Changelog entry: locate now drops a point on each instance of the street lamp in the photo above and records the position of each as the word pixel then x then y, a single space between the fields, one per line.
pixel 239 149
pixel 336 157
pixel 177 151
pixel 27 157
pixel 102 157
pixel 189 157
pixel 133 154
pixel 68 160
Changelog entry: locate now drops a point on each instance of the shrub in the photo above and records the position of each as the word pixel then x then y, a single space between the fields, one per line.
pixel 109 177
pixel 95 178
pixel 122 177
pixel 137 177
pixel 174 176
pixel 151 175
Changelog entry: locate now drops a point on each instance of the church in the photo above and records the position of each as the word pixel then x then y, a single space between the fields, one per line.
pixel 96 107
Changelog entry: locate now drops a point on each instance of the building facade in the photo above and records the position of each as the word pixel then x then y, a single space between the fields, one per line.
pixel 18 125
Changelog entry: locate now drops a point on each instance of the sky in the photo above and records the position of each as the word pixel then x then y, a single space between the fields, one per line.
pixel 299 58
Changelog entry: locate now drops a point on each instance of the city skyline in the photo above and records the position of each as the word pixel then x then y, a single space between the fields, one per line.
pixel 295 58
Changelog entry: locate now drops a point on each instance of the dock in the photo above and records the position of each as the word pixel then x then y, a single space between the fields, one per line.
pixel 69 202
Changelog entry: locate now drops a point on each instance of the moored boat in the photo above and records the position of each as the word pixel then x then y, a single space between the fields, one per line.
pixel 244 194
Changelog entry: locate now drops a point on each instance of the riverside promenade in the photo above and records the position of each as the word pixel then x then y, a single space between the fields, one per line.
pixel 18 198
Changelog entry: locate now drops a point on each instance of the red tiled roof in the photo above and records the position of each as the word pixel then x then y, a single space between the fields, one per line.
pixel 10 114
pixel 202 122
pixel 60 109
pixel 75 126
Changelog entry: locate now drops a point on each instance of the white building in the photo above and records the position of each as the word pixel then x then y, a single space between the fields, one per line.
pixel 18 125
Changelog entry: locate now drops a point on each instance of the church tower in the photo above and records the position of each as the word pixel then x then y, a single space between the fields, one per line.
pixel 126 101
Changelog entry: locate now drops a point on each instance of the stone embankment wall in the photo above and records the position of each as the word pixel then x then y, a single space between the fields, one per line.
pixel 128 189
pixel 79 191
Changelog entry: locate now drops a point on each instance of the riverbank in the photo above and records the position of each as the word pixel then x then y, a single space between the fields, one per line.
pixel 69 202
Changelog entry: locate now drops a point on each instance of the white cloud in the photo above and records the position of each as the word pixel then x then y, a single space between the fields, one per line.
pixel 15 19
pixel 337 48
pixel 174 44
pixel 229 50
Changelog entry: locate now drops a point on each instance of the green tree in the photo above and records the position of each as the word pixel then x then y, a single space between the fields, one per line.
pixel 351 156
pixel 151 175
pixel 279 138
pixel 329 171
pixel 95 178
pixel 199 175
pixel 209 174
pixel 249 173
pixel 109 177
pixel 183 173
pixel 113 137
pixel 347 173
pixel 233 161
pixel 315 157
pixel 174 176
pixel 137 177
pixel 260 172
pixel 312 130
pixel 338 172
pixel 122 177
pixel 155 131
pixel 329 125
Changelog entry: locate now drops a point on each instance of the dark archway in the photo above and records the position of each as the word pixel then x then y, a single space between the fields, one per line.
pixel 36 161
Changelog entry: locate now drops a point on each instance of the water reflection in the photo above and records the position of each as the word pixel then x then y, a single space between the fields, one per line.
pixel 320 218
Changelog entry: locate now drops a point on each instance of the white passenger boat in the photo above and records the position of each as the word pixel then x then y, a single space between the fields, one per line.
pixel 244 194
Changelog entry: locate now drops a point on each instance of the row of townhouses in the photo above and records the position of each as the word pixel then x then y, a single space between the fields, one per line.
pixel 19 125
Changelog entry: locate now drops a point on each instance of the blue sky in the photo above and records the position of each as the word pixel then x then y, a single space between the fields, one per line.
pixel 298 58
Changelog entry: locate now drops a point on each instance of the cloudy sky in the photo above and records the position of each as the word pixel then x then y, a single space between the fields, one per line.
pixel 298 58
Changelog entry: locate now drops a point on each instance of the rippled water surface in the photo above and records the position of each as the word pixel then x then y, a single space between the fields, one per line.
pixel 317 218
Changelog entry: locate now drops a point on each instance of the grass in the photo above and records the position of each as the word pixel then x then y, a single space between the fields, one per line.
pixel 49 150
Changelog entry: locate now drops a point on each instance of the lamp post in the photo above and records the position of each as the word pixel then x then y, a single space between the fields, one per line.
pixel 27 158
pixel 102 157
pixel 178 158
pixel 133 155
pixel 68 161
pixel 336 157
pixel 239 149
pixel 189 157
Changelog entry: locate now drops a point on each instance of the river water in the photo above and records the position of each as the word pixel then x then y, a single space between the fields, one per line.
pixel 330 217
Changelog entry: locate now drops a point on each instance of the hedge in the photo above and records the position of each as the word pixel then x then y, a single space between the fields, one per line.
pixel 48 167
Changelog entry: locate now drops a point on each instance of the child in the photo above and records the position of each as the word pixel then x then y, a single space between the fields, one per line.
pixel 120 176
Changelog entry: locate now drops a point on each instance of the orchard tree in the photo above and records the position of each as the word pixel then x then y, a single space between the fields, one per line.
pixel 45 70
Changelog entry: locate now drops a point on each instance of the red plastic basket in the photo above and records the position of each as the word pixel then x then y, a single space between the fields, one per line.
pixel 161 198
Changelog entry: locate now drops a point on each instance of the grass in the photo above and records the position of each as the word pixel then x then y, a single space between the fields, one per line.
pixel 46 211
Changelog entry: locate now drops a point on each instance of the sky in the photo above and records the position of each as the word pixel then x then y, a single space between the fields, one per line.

_The task_: Reproduce verbatim the lines of the material above, starting with the line that contains "the church tower" and going on through the line that contains "pixel 126 101", with both of those lines included.

_Written response_:
Changelog entry: locate now drops a point on each instance of the church tower in the photo above and records the position of each as the word pixel then x then y, a single space between the fields, one per line.
pixel 126 101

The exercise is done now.